Provided material:
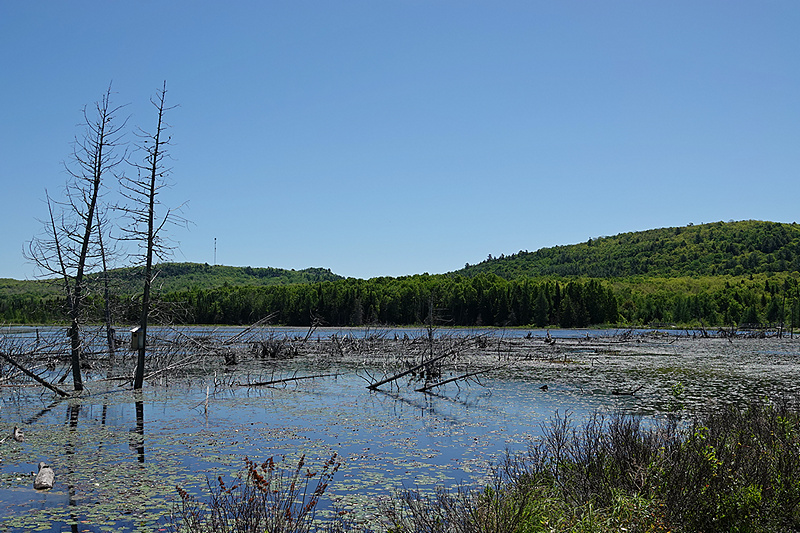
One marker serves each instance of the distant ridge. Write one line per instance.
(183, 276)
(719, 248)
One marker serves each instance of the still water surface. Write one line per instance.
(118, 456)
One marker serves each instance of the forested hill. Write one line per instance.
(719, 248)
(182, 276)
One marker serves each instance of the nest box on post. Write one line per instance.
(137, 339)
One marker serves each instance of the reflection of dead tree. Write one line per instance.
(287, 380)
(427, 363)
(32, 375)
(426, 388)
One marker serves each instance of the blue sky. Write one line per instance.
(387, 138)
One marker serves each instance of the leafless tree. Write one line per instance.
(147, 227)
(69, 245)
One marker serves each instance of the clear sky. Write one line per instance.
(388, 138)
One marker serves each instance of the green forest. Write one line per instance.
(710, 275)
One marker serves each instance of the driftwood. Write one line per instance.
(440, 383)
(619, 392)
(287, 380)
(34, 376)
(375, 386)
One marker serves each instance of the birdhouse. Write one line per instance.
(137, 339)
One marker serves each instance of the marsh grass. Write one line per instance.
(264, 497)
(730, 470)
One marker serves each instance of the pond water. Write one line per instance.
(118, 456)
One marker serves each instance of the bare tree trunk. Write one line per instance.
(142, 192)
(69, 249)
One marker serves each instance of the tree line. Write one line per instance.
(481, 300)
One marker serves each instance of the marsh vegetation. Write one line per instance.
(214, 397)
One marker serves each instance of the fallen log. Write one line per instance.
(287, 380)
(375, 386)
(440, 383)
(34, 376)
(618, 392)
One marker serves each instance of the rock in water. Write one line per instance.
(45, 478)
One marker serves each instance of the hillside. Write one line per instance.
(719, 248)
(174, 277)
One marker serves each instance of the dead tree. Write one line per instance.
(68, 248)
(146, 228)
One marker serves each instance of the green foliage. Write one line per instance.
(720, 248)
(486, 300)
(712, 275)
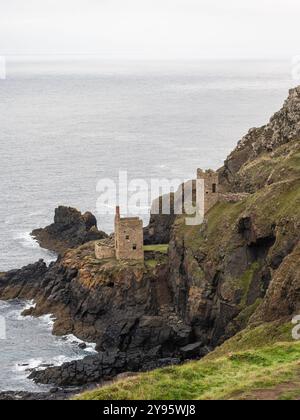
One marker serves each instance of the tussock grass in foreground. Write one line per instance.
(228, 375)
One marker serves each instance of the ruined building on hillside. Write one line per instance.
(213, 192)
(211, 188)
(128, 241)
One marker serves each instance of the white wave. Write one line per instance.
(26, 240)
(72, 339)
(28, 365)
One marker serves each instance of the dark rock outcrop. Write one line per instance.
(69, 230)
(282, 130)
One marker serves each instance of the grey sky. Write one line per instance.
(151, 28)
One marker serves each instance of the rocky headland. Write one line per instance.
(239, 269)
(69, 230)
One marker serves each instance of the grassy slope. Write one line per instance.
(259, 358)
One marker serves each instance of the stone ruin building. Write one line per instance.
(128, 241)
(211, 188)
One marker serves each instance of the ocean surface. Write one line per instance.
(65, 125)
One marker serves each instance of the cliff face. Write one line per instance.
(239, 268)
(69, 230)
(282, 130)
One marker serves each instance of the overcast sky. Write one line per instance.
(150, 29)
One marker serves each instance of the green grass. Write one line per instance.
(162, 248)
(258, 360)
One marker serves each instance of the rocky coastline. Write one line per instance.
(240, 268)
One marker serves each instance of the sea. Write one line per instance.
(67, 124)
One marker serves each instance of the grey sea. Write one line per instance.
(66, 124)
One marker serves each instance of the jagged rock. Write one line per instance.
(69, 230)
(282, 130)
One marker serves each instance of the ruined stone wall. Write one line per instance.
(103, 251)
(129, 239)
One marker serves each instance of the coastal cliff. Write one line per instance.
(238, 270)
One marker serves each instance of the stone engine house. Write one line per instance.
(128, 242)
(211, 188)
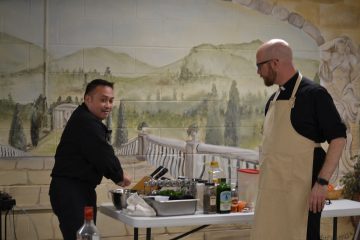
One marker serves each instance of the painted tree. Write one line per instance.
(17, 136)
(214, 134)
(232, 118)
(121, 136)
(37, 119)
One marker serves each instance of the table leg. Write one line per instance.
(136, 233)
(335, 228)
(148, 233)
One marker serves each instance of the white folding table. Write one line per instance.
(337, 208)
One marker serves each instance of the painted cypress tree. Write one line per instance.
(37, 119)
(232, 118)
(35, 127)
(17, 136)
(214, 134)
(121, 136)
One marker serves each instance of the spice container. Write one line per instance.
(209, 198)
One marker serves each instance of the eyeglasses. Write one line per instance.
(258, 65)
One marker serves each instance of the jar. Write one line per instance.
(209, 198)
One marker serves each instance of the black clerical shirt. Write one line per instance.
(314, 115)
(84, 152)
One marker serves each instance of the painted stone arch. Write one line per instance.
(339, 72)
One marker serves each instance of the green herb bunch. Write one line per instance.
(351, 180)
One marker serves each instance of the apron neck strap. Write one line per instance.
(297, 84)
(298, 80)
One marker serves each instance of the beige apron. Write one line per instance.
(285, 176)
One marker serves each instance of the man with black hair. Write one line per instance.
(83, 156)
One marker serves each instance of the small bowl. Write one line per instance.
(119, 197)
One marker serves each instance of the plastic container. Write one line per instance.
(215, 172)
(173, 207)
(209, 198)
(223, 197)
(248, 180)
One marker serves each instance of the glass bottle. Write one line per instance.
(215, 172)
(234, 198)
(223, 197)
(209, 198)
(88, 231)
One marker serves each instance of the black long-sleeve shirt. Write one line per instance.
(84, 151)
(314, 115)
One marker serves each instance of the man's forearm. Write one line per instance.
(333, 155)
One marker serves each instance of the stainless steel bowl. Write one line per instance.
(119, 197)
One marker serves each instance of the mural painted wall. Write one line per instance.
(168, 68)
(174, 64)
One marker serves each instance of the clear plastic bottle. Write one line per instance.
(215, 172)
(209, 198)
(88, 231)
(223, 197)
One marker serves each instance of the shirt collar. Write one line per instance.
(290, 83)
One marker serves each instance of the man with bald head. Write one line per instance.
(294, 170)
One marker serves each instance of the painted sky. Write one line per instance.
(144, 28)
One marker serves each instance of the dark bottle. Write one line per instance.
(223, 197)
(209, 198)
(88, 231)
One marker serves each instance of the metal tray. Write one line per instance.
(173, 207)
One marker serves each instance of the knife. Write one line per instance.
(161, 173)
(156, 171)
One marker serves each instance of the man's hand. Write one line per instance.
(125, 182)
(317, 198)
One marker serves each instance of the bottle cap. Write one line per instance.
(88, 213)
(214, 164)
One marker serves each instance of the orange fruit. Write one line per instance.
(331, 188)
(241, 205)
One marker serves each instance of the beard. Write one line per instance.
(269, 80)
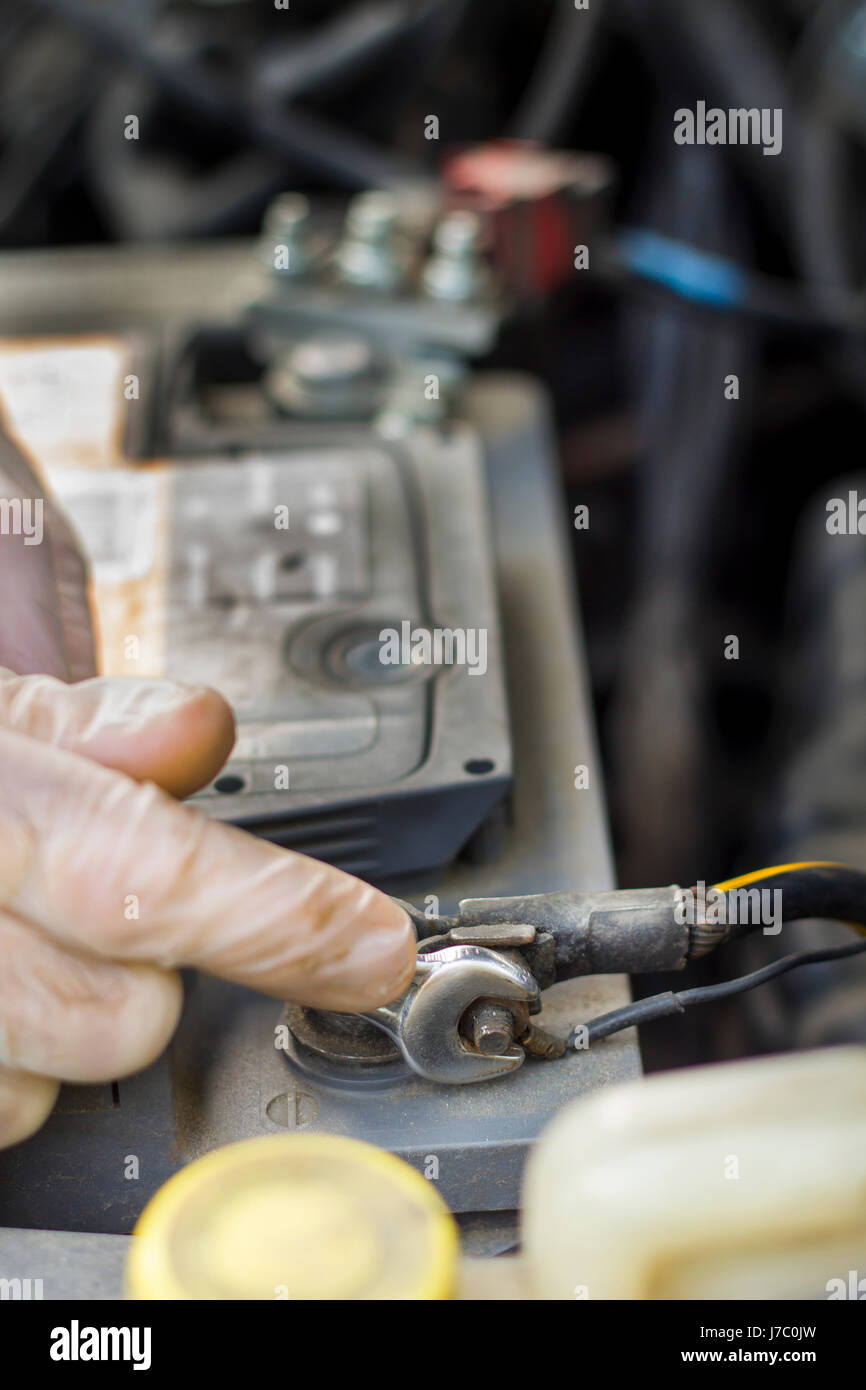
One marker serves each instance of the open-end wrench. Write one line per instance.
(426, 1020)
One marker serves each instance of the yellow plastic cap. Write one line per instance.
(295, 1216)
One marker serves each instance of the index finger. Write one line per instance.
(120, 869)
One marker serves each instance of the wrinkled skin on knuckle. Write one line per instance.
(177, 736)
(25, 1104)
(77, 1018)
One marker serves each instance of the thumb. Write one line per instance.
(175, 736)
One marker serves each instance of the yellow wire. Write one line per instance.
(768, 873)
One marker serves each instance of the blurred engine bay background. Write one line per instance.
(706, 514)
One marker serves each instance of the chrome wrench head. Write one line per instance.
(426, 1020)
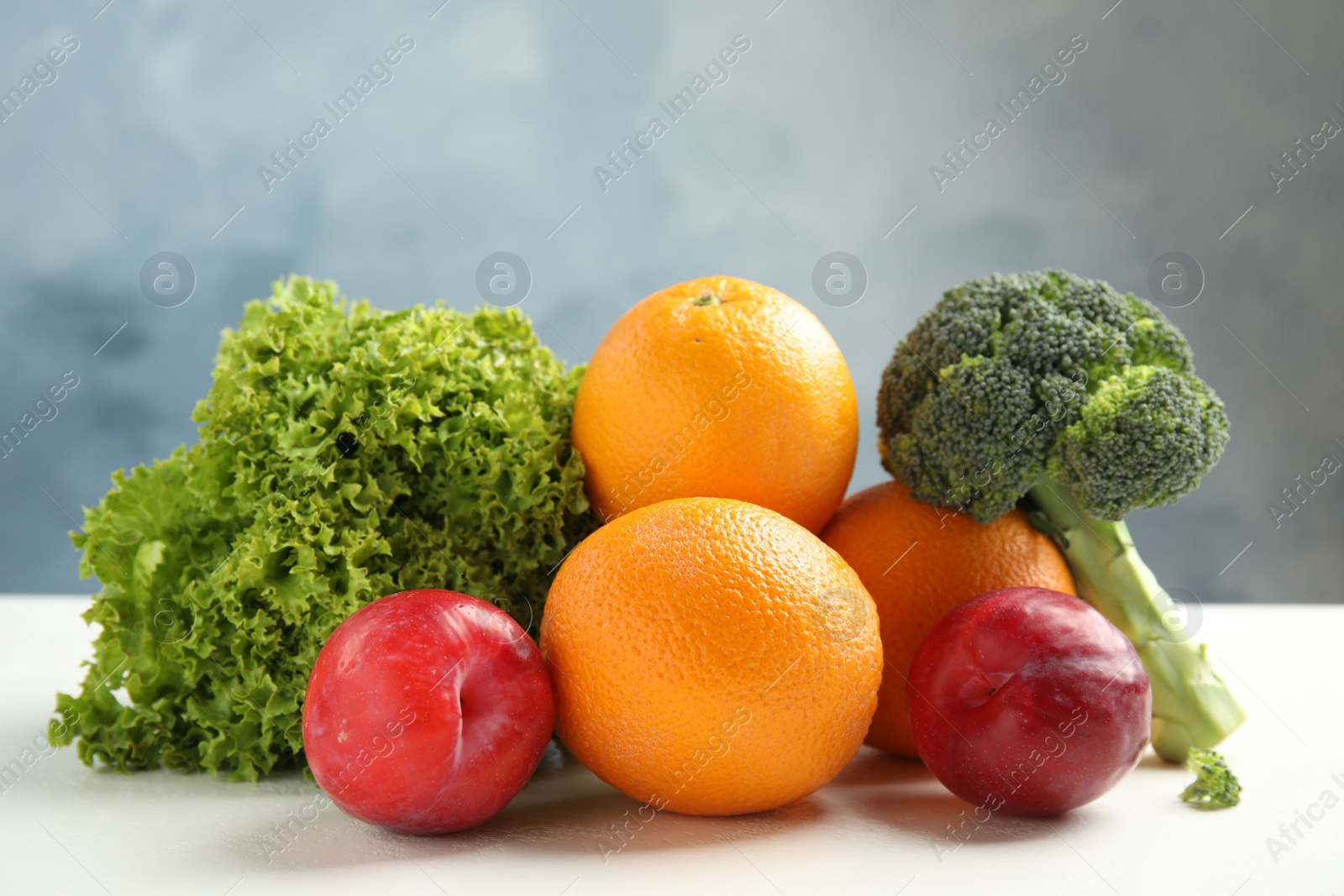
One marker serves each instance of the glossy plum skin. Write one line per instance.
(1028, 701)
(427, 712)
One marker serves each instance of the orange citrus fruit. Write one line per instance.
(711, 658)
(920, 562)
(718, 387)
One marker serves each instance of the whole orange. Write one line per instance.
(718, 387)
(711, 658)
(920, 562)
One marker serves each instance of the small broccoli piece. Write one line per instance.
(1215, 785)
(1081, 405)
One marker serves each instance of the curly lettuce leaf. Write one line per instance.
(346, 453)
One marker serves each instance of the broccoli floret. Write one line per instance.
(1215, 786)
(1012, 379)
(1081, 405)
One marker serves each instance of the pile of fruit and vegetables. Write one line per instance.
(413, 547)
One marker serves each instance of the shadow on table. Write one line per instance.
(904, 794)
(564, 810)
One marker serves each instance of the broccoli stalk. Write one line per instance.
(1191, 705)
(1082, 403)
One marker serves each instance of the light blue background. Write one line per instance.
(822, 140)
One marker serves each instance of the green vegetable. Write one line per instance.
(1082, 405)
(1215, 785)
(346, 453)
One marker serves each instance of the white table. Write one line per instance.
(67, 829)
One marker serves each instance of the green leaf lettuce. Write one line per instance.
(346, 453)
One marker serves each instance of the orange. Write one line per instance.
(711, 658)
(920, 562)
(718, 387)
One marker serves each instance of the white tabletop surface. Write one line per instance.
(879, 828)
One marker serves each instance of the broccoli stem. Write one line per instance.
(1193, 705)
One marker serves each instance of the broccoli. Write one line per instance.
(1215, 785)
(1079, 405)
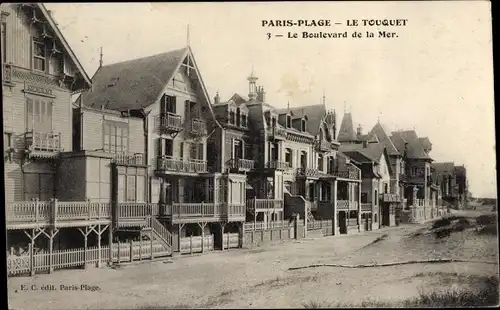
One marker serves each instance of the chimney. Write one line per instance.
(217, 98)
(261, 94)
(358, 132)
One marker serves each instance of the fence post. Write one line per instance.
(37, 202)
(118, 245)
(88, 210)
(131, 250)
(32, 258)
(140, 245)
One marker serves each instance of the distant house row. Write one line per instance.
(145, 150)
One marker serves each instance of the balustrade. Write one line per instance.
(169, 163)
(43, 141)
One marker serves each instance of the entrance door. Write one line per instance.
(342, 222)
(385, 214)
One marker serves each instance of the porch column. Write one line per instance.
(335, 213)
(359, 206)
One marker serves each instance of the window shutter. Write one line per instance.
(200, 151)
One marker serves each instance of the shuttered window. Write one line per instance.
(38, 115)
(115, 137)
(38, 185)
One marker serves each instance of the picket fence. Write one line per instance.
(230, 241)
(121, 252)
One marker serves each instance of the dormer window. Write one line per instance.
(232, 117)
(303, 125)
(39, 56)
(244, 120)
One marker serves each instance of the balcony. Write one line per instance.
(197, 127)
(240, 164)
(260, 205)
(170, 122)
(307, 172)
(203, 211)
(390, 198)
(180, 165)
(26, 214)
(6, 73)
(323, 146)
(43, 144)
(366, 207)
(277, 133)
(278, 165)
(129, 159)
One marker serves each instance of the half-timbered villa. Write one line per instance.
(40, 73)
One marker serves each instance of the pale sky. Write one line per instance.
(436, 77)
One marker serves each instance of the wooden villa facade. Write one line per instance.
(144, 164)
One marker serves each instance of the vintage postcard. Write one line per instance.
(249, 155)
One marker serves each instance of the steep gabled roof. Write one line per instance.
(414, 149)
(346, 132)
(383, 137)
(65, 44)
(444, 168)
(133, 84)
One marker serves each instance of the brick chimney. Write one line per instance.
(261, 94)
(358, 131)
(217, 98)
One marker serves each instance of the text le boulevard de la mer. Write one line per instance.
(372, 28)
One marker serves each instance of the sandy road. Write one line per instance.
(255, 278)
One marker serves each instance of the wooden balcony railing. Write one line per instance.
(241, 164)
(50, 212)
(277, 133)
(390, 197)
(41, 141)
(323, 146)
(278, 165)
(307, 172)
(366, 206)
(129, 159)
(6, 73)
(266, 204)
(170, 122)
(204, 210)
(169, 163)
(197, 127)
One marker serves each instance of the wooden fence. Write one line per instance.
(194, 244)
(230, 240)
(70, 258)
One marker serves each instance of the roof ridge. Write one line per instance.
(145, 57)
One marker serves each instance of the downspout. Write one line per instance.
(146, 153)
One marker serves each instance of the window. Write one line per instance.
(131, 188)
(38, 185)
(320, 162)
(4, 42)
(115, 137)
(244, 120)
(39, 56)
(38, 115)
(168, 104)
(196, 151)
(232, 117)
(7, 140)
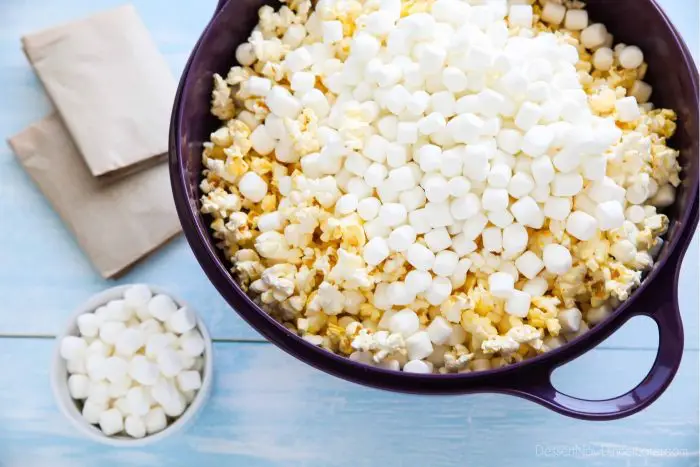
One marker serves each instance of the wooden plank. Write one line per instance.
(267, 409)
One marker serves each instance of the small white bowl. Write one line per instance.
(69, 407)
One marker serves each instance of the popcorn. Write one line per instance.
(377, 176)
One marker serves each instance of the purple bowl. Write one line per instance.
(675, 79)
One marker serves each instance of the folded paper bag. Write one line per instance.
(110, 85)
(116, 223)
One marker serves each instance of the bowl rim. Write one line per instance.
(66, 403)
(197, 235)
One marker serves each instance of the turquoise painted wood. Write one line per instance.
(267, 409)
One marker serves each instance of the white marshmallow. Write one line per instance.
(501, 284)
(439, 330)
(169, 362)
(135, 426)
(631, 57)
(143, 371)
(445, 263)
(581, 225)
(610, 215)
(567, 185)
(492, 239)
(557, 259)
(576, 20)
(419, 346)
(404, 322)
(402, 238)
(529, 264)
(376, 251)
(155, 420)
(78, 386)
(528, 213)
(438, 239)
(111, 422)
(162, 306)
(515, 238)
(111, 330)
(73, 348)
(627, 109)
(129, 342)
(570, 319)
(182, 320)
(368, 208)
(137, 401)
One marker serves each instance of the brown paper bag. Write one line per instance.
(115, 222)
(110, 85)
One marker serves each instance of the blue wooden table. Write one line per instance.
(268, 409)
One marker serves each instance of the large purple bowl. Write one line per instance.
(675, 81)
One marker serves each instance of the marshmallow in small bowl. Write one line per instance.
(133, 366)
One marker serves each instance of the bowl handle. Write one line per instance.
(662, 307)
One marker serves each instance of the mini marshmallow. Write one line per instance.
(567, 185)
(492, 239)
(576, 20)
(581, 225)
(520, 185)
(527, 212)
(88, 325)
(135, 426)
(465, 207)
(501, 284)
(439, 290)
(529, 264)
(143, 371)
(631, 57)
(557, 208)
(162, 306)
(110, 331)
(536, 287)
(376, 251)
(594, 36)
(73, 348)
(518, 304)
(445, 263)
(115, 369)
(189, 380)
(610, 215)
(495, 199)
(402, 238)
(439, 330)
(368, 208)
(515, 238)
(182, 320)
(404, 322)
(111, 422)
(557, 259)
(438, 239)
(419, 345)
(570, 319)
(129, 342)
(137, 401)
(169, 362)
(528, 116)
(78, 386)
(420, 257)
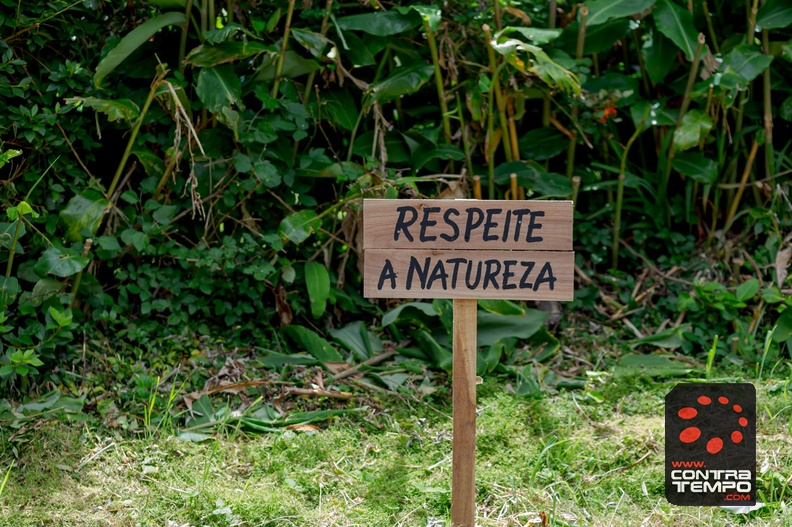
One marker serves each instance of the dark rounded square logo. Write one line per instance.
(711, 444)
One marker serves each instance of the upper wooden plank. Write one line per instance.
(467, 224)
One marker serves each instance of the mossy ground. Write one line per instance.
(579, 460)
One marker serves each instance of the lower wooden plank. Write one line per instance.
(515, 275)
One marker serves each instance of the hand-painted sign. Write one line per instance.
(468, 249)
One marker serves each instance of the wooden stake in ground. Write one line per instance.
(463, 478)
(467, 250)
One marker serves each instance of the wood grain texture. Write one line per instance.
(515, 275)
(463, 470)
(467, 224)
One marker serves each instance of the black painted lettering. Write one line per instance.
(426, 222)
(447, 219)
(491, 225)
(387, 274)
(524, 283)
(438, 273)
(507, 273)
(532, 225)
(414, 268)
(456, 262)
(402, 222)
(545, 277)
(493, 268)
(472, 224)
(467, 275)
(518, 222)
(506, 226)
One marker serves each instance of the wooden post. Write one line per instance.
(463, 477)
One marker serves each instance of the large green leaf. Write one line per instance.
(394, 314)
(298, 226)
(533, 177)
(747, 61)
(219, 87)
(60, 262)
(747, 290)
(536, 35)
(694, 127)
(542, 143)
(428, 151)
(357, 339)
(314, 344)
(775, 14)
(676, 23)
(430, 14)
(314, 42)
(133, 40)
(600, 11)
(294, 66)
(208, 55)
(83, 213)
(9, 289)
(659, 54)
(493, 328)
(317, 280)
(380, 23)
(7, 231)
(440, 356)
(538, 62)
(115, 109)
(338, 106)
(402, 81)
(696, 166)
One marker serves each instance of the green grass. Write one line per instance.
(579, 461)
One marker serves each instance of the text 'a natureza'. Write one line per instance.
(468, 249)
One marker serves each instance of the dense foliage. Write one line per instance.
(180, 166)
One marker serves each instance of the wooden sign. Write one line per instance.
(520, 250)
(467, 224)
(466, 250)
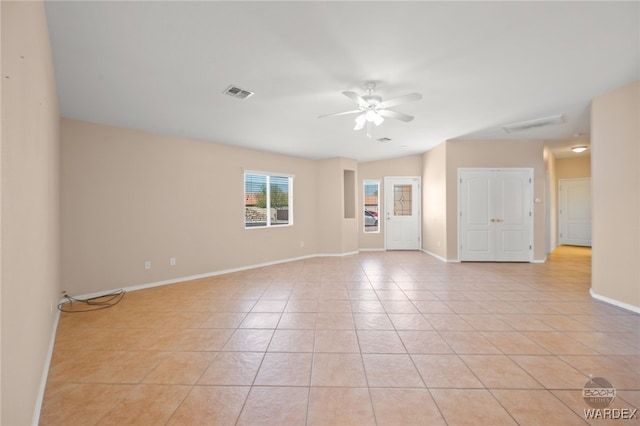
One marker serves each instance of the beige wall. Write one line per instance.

Problem to solve:
Extract, word for word, every line from the one holding "One marker serves each instance of the dark rounded" through the closing line of the data above. Do not include any pictures.

Task response:
One marker serves each instance of the dark rounded square logo. Write one line per instance.
(711, 444)
One marker serves each instance of the upper wooden plank. Write one line per instance.
(467, 224)
One marker serves each instance of the mossy ground. Write one line per instance.
(579, 460)
One marker serves each instance of the lower wooden plank. Write one line per instance.
(515, 275)
One marker serves each instance of the hand-painted sign. Write one line per instance.
(468, 249)
One marker serves each instance of the wooden stake in ground. Write one line per instance.
(463, 478)
(467, 250)
One marker serves each instance of the wood grain texture. Write one line per instance.
(515, 275)
(463, 470)
(467, 224)
One marker serves each instance of the black painted lettering. Write one line per instance.
(426, 222)
(447, 219)
(491, 225)
(387, 274)
(524, 283)
(438, 273)
(507, 273)
(532, 225)
(414, 268)
(456, 262)
(402, 222)
(545, 277)
(493, 268)
(472, 224)
(467, 275)
(518, 222)
(506, 226)
One marker serves each instance of the wooden post. Write one line per instance.
(463, 477)
One marker serves each instance of the large green leaf. Write one line per instance.
(394, 314)
(298, 226)
(533, 177)
(747, 61)
(219, 87)
(60, 262)
(747, 290)
(536, 35)
(694, 127)
(542, 143)
(428, 151)
(357, 339)
(314, 344)
(775, 14)
(676, 23)
(430, 14)
(314, 42)
(133, 40)
(600, 11)
(294, 66)
(208, 55)
(83, 213)
(9, 289)
(659, 54)
(493, 328)
(317, 280)
(380, 23)
(7, 231)
(440, 356)
(538, 62)
(115, 109)
(338, 106)
(402, 81)
(696, 166)
One marker serves each instance of the green grass. Write one line per instance.
(579, 461)
One marker serves each instance of the text 'a natureza'. Write one line per instance.
(468, 249)
One marker serves each instance of the dense foliage. Write one line per instance.
(180, 166)
One marker serves each instance of the wooden sign. Write one line per instance.
(520, 250)
(467, 224)
(466, 250)
One marker serves each instance of the beige wall. Write one line per instance.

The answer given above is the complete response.